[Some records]
—————

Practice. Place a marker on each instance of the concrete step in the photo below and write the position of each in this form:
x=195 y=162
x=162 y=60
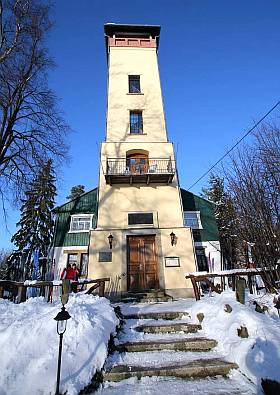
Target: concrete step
x=168 y=328
x=187 y=344
x=193 y=369
x=146 y=299
x=172 y=315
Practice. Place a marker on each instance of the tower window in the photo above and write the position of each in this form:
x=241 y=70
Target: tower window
x=134 y=84
x=192 y=219
x=136 y=122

—————

What to do: Rewrite all the lines above. Scale every x and y coordinate in the answers by 1.55, round to whole numbers with halves going up, keep the sample positions in the format lines unchanged, and leave out the pictures.

Exercise response:
Practice. Place a marker on each instance of the concrete step in the photo below and write the position of each in this form:
x=195 y=162
x=162 y=60
Target: concrete step
x=260 y=508
x=290 y=533
x=299 y=572
x=226 y=463
x=267 y=488
Practice. Place a marker on each instance of the tower window in the photo above and write the position of each in this form:
x=241 y=70
Target: tower window
x=208 y=130
x=298 y=339
x=211 y=189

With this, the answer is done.